> _PASSAGE_
○ ○ ○
Updated: Oct 3, 2020

It’s eight o’clock in the evening. Today was mentally tough. I couldn’t concentrate on my work because he was constantly on my mind. I think of him and look east wondering if he’s looking in my direction.


I wonder if he thinks of me as much as I think of him. I wonder if he dreams of me as often as I dream of him. He pleasantly haunts my dreams. I wonder if his heart aches a little when he thinks of me and I’m not there. Mine sure does.


Sometimes, in bed before I’m off to sleep at night, a feeling of sadness comes over me that today wasn’t the day… the day, I thought he’d call and say, he wants to stay with me all of his days. I go to sleep dreaming of what could be if I could possibly be the one, that special one just for him.


It seems as though the universe has conspired to keep us apart, for now. Thanks, COVID-19. I’ll jump at the chance to run to him just to find out if there’s a chance for us to have a future together. For now, I suppose we take this time apart to keep getting to know each other. But, this doesn’t feel like a sustainable way to keep a relationship. I wonder if he’s as invested in figuring this out between us. I don’t want the sun to go down without having taken a chance with him.


Do we let go of this dream, “of what could be”?


Do we simply move on from thinking this could possibly work?


Do we fight to cross an ocean for love?
○ ○ ○
> _ASSIGNMENT_
Quote the passage from "Updated: Oct 3, 2020" through "just for him.". The items have nothing to do with the passage.
○ ○ ○
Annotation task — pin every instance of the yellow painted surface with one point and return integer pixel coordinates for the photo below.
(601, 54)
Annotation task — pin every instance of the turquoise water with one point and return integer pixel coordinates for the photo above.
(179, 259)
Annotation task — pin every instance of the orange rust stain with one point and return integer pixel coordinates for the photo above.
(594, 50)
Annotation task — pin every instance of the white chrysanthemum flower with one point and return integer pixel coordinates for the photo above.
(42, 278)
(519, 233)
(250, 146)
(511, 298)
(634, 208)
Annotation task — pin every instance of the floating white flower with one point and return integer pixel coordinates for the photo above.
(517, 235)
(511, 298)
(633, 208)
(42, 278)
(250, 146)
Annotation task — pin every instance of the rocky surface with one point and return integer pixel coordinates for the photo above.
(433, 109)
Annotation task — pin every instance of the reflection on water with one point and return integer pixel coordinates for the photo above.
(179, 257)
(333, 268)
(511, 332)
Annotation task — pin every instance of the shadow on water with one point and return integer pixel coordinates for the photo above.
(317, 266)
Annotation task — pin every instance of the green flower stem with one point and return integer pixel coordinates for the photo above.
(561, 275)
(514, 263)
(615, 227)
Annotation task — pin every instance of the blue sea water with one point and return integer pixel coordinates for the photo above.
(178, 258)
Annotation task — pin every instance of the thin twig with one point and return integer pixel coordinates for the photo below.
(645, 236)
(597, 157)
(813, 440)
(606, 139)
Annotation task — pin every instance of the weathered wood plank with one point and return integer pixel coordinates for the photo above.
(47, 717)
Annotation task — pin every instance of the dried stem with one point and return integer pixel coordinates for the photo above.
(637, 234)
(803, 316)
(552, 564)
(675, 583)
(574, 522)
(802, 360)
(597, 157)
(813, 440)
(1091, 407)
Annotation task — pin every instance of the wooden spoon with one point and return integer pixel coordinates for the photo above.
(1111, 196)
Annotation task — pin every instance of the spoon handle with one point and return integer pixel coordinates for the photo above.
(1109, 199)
○ ○ ○
> _RESULT OF THIS TASK_
Updated: Oct 3, 2020

It’s eight o’clock in the evening. Today was mentally tough. I couldn’t concentrate on my work because he was constantly on my mind. I think of him and look east wondering if he’s looking in my direction.


I wonder if he thinks of me as much as I think of him. I wonder if he dreams of me as often as I dream of him. He pleasantly haunts my dreams. I wonder if his heart aches a little when he thinks of me and I’m not there. Mine sure does.


Sometimes, in bed before I’m off to sleep at night, a feeling of sadness comes over me that today wasn’t the day… the day, I thought he’d call and say, he wants to stay with me all of his days. I go to sleep dreaming of what could be if I could possibly be the one, that special one just for him.